**Problem requirements:**
Copy the data that follows, character for character, minus the pictures.
#### Supplied data
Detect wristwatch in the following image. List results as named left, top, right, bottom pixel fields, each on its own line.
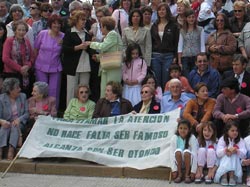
left=235, top=114, right=239, bottom=118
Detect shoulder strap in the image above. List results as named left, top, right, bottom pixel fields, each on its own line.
left=117, top=11, right=122, bottom=36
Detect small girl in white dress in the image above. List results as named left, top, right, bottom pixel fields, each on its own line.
left=214, top=121, right=247, bottom=186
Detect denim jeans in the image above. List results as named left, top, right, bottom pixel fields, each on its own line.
left=151, top=52, right=174, bottom=89
left=181, top=56, right=196, bottom=79
left=246, top=151, right=250, bottom=176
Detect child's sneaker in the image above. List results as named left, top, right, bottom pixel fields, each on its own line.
left=246, top=177, right=250, bottom=187
left=228, top=177, right=236, bottom=186
left=221, top=177, right=228, bottom=186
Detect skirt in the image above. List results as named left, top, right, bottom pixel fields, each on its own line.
left=122, top=84, right=141, bottom=107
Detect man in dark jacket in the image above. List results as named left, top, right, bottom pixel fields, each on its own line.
left=222, top=54, right=250, bottom=97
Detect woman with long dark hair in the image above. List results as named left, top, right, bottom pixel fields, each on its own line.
left=122, top=8, right=152, bottom=66
left=150, top=3, right=179, bottom=89
left=178, top=9, right=205, bottom=77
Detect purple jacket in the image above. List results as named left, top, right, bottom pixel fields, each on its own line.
left=34, top=30, right=64, bottom=72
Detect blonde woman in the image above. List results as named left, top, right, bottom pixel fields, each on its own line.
left=62, top=10, right=91, bottom=104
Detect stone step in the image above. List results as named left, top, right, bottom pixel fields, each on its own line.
left=0, top=158, right=171, bottom=180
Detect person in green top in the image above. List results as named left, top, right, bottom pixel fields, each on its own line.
left=86, top=16, right=123, bottom=98
left=64, top=84, right=95, bottom=120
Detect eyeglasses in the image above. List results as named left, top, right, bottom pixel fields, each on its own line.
left=30, top=7, right=38, bottom=10
left=216, top=19, right=224, bottom=22
left=80, top=91, right=89, bottom=94
left=234, top=9, right=243, bottom=13
left=141, top=91, right=149, bottom=94
left=42, top=9, right=53, bottom=13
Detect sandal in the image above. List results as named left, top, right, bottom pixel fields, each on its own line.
left=195, top=174, right=204, bottom=184
left=185, top=176, right=193, bottom=184
left=205, top=175, right=213, bottom=184
left=174, top=176, right=182, bottom=183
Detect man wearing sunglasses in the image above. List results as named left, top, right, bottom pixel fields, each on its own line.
left=189, top=53, right=221, bottom=98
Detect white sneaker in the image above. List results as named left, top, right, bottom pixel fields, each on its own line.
left=246, top=177, right=250, bottom=186
left=221, top=177, right=228, bottom=186
left=229, top=178, right=236, bottom=186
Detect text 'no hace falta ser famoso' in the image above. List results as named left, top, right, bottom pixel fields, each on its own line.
left=85, top=130, right=169, bottom=140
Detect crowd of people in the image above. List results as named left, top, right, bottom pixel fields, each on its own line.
left=0, top=0, right=250, bottom=185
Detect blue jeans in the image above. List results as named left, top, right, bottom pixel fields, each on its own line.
left=246, top=151, right=250, bottom=176
left=181, top=56, right=196, bottom=79
left=151, top=52, right=174, bottom=89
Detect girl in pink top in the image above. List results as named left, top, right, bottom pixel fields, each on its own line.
left=122, top=43, right=147, bottom=106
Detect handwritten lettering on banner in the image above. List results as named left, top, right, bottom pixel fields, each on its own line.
left=18, top=108, right=180, bottom=170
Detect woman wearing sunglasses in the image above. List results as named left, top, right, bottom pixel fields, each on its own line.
left=133, top=84, right=161, bottom=114
left=206, top=13, right=237, bottom=74
left=229, top=1, right=250, bottom=38
left=25, top=1, right=42, bottom=27
left=64, top=84, right=95, bottom=120
left=6, top=4, right=34, bottom=47
left=32, top=3, right=53, bottom=40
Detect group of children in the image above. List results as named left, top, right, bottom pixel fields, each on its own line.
left=170, top=119, right=250, bottom=186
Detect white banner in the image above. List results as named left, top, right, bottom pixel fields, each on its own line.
left=18, top=108, right=180, bottom=170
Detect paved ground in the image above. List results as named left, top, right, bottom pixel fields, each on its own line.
left=0, top=173, right=247, bottom=187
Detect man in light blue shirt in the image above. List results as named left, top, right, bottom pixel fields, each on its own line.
left=161, top=78, right=190, bottom=115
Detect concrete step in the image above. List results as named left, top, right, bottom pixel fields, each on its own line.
left=0, top=158, right=171, bottom=180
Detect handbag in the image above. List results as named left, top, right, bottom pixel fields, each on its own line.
left=100, top=33, right=122, bottom=70
left=100, top=51, right=122, bottom=70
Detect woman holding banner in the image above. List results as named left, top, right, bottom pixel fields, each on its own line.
left=0, top=78, right=29, bottom=160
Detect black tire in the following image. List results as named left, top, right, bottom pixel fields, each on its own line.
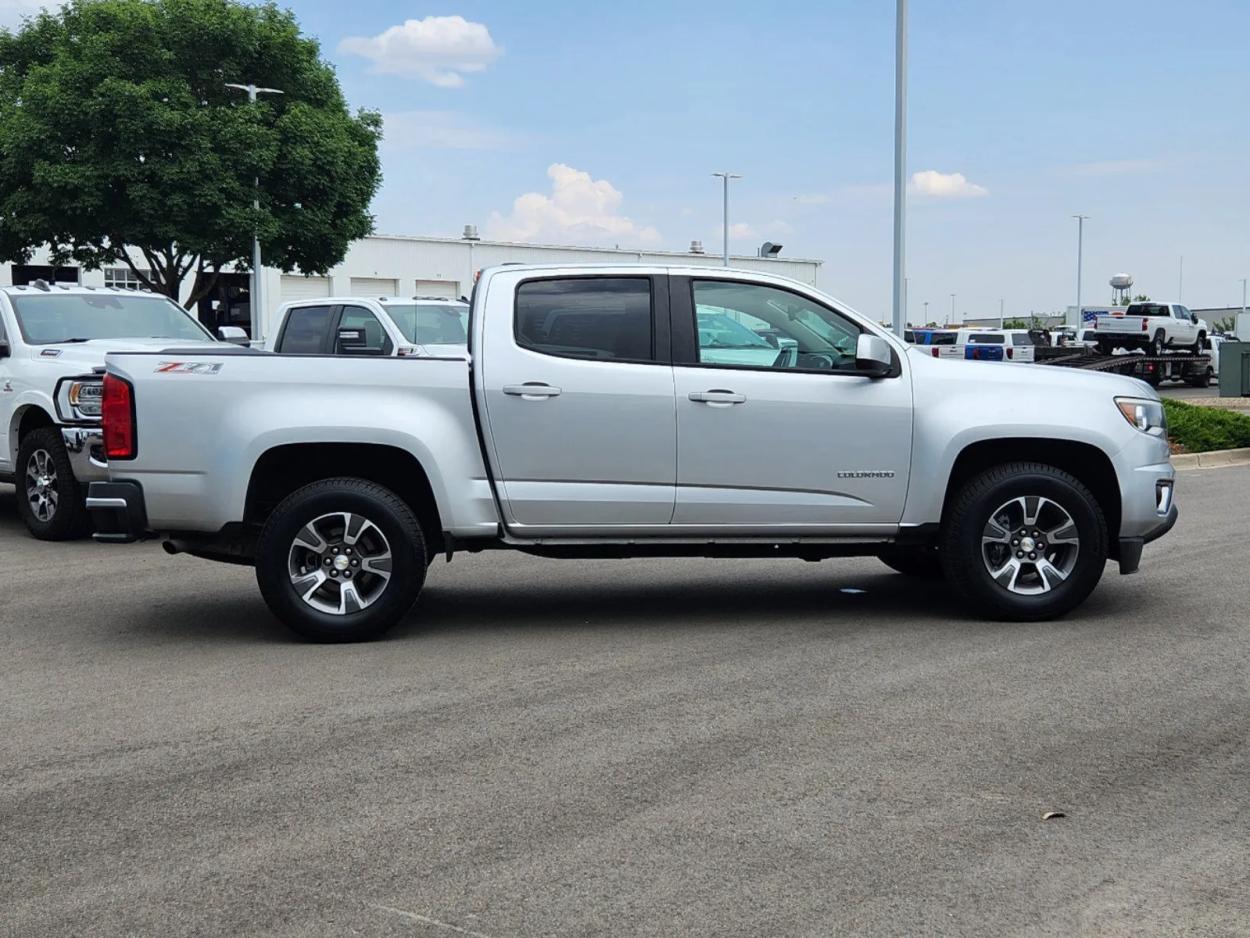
########
**Output of the exercise:**
Detect wristwatch in the following image. List results as named left, top, right, bottom pixel fields, each on its own line.
left=235, top=114, right=239, bottom=118
Detect shoulder strap in the image above. List results as named left, top, right, bottom pixel fields, each on its own line.
left=117, top=11, right=122, bottom=36
Detect small girl in white dress in the image above. List results as named left, top, right, bottom pixel fields, each on its own line.
left=214, top=121, right=247, bottom=186
Detect denim jeans in the image above. List results as named left, top, right, bottom pixel fields, each on its own line.
left=151, top=52, right=174, bottom=89
left=181, top=56, right=196, bottom=79
left=246, top=151, right=250, bottom=176
Detect child's sneaker in the image above. List results as named left, top, right, bottom pixel fields, each on its own line.
left=246, top=177, right=250, bottom=187
left=228, top=177, right=236, bottom=186
left=221, top=177, right=228, bottom=186
Detect skirt in the image above. List results as named left, top, right, bottom pixel fields, each on its own line.
left=122, top=84, right=141, bottom=107
Detect man in dark jacket in the image above. List results as named left, top, right, bottom pixel fields, each on its own line.
left=222, top=54, right=250, bottom=97
Detect woman with long dark hair in the image above. List results as named left, top, right, bottom pixel fields, each on its own line.
left=122, top=8, right=152, bottom=66
left=150, top=3, right=179, bottom=89
left=178, top=9, right=205, bottom=77
Detect purple jacket in the image above. List results as named left, top, right, bottom pixel fields, each on its own line.
left=34, top=30, right=64, bottom=72
Detect blonde woman in the image above. List results as named left, top, right, bottom pixel fields, each on its own line.
left=62, top=10, right=91, bottom=104
Detect stone step in the image above. List results as named left, top, right, bottom pixel fields, each on its own line.
left=0, top=158, right=171, bottom=180
Detect person in green top in the image above. List results as named left, top, right, bottom pixel fields, each on its own line.
left=86, top=16, right=123, bottom=98
left=64, top=84, right=95, bottom=120
Detect eyeglasses in the image above. List results as named left, top, right, bottom pixel fields, each on its own line.
left=30, top=7, right=38, bottom=10
left=216, top=19, right=224, bottom=22
left=80, top=91, right=89, bottom=94
left=234, top=9, right=243, bottom=13
left=141, top=91, right=149, bottom=94
left=42, top=9, right=53, bottom=13
Detect sandal in the image above. List results as named left, top, right, bottom pixel fields, each on its own line.
left=195, top=174, right=204, bottom=184
left=185, top=176, right=193, bottom=184
left=205, top=175, right=213, bottom=184
left=174, top=176, right=182, bottom=183
Detect man wearing sunglasses in the image above. List results as named left, top, right, bottom pixel fields, each on its own line.
left=189, top=53, right=221, bottom=98
Detect white sneaker in the image above. List results as named left, top, right, bottom pixel fields, each on its own line.
left=246, top=177, right=250, bottom=186
left=221, top=177, right=228, bottom=186
left=229, top=178, right=236, bottom=186
Detect text 'no hace falta ser famoso' in the image above. List results as named left, top, right, bottom pixel fields, each on its own line.
left=85, top=130, right=169, bottom=140
Detect crowd of people in the image above. List results as named left, top, right, bottom pixel fields, each on its own line.
left=0, top=0, right=250, bottom=185
Detect blue jeans in the image above. List results as named left, top, right, bottom pixel fields, each on its own line.
left=246, top=151, right=250, bottom=176
left=181, top=56, right=196, bottom=79
left=151, top=52, right=174, bottom=89
Detect girl in pink top in the image above. List results as named left, top, right, bottom pixel fields, each on its own line.
left=122, top=43, right=147, bottom=106
Detect handwritten lettering on banner in the image above. List results as named left, top, right, bottom pixel fields, each on its own line.
left=18, top=108, right=180, bottom=170
Detect woman wearing sunglasses in the image above. List results as named left, top, right, bottom pixel fields, each on its own line.
left=133, top=84, right=161, bottom=114
left=206, top=13, right=237, bottom=74
left=229, top=1, right=250, bottom=38
left=25, top=1, right=42, bottom=27
left=64, top=84, right=95, bottom=120
left=6, top=4, right=34, bottom=47
left=32, top=3, right=53, bottom=40
Detect group of children in the image above. List results as named left, top, right, bottom pixel fields, each on its own line.
left=170, top=119, right=250, bottom=186
Detect white banner in the image above. List results as named left, top, right, bottom pixel fields, each on its own line.
left=18, top=108, right=180, bottom=170
Detect paved ground in the image above. List results as named left, top, right, bottom pixel fields, each on its own line.
left=0, top=173, right=247, bottom=187
Detect man in light blue shirt in the image above. List results as named left, top, right, bottom pixel fields, each on its own line.
left=161, top=78, right=190, bottom=115
Detect concrete step in the image above. List results as named left, top, right, bottom pixel fields, each on its own line.
left=0, top=158, right=171, bottom=180
Detect handbag in the image above. List results as named left, top, right, bottom pixel fields, each on its own line.
left=100, top=33, right=122, bottom=70
left=100, top=51, right=122, bottom=70
Detect woman holding banner in the image above. List results as named left, top, right, bottom pixel fields, each on its own line.
left=0, top=78, right=29, bottom=160
Detect black tire in the following image. List results as named left, top, right, bottom pixel fields, each on its own line.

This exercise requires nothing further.